_EXCERPT TO READ_
At the start of episode 9, Birgitte gets the all-clear from her doctor, and I exhaled in relief; because that, I thought, brought to an end one of the two worst storylines in the three seasons of Borgen. (The other worst storyline, Jeremy the Handsome English Architect, has also featured in this season, of course, which is perhaps why it hasn’t been as good as the first two. Anyway, Jeremy’s no doubt rubbish bridge is being built in like Finland or somewhere. Well done, Jeremy, and watch out for those antibiotics.)
With that out of the way, Birgitte is free to resume full-on campaigning, starting with the priority issue – how to distinguish the Birgitte Party from the Moderates. The obvious answer is to try some negative campaigning, which translates into Danish as “negative campaigning”, unless my ears were playing tricks on me. So Kruse – identified as having a short temper – comes under attack, and there’s an effective bit of political theatre at a centre-ground debate, when Birgitte rips pages out of the Moderates’ manifesto, illustrating which of their promises they can no longer be trusted to keep.
But there’s a bigger secret lurking in Kruse’s past – not dealbreaking, but enough to raise a question about his character. There’s a bit of debate – it-would-help vs we-don’t-do-this-sort-of-thing – but after Birgitte’s daughter is doorstepped by a journalist she’s pissed off enough to tell Katrine to release the Kruse story to the media. Katrine, though, decides not to, although if we’re being honest her motivation isn’t particularly high-minded: she wants to stay in the good books (and trousers) of the Leninist love machine himself, Professor Søren Ravn, still providing services to both the party and to Katrine.
Armed with Søren’s economic data, then, Birgitte turns up for the eve-of-election leaders’ debate, which Torben has managed to turn back into an actual debate, rather than the gameshow Alex wanted (“democracy for the proletariat”), at least sparing Birgitte an ordeal similar to that endured earlier in the episode by Jon in front of TV2’s cheerleaders. And she cleans up: she goads Kruse beyond endurance by asking him a question about his economic policy, which frankly I couldn’t understand. So, if you cut taxes by 10 billion kroner, increase welfare spending by 12 billion kroner, but that’s based on a projected 0.9% growth in treasury spending… anyway, Kruse snaps. (If I can be forgiven an irrelevant interjection at this point – sorry though I was to see the back of Nete, I’m prepared to accept Anne Sophie Lindenkrone, the leader of Solidarity, as a substitute.)

_DATASET EXTRACT_
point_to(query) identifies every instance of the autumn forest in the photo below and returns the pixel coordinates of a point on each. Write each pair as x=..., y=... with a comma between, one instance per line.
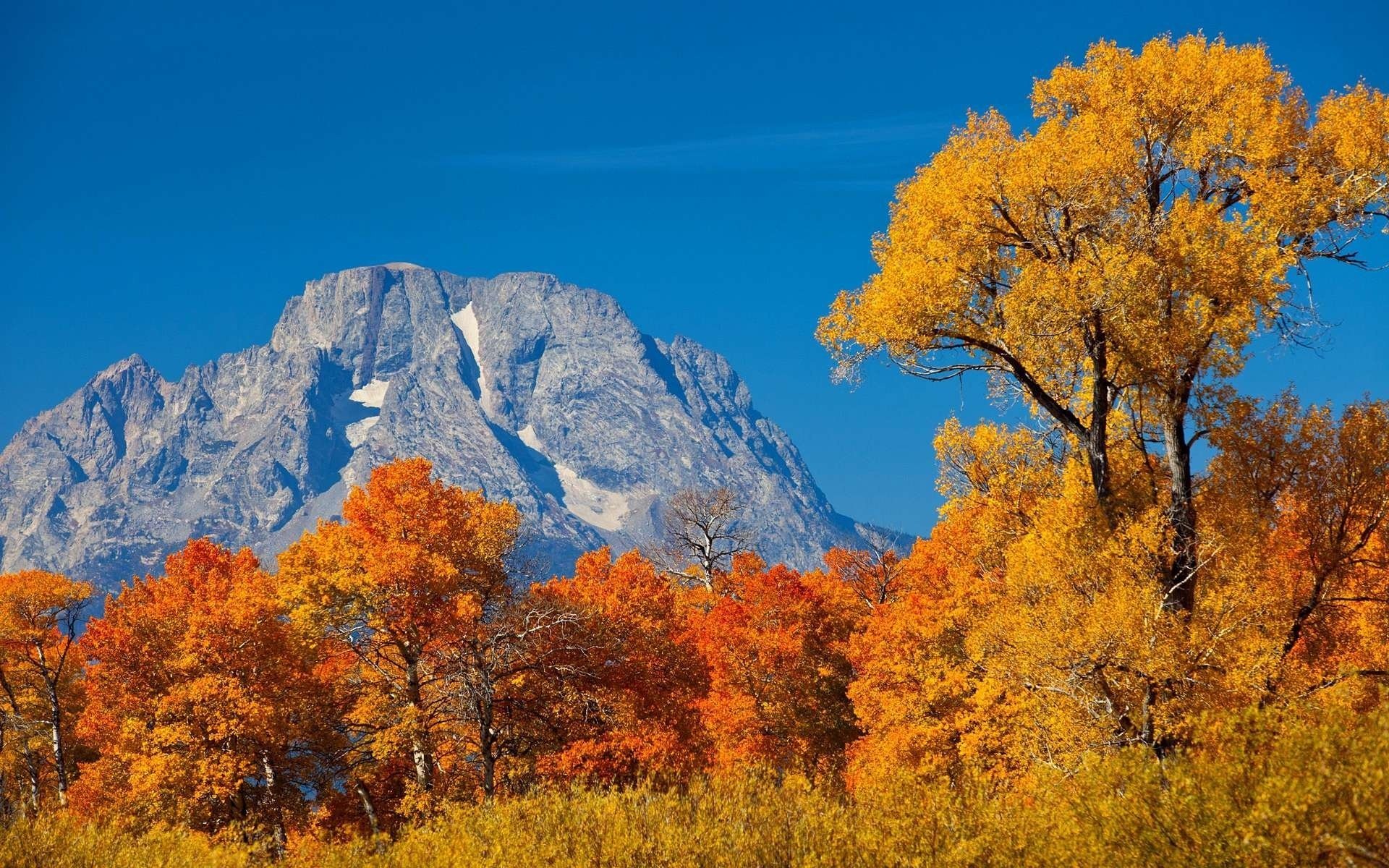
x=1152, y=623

_ACTIVITY LIST_
1. Reproduce the stretch of the Borgen episode recap from "But there’s a" through "and to Katrine.", keeping every word and mark the same.
2. Carry the Borgen episode recap forward from the point where it stops.

_EXERCISE RESULTS_
1.
But there’s a bigger secret lurking in Kruse’s past – not dealbreaking, but enough to raise a question about his character. There’s a bit of debate – it-would-help vs we-don’t-do-this-sort-of-thing – but after Birgitte’s daughter is doorstepped by a journalist she’s pissed off enough to tell Katrine to release the Kruse story to the media. Katrine, though, decides not to, although if we’re being honest her motivation isn’t particularly high-minded: she wants to stay in the good books (and trousers) of the Leninist love machine himself, Professor Søren Ravn, still providing services to both the party and to Katrine.

2.
Which takes us to the last ever Borgen, set on election day. But first there’s a grievous miscalculation, as Birgitte discovers a lump. This, of course, after reassuring Magnus that she had made a full recovery. Enough. I suspect it’s partly there to give Sidse Babett Knudsen a Great Acting Moment, her meltdown in the taxi on the way to the hospital, but actually the scene where the doctor again confirms that she’s clear is much, much better: internalised, silent trauma and relief, rather than shouting platitudes in a second language. I don’t mind being manipulated, but this whole arc has been cheap manipulation of a sort which I thought Borgen was above.
And so to the election, and Borgen comes full circle: as at the start of season 1 Birgitte does better than expected and is offered the post of Prime Minister as part of the coalition negotiations. (Which, curiously, seem to take place mostly in public.) Inevitably Benedikte Nedergaard has manoeuvred herself into a position as the more acceptable face of the Freedom Party, leaving poor old Svend Åge to råge against the dying of the light in an oddly touching conversation with Kasper.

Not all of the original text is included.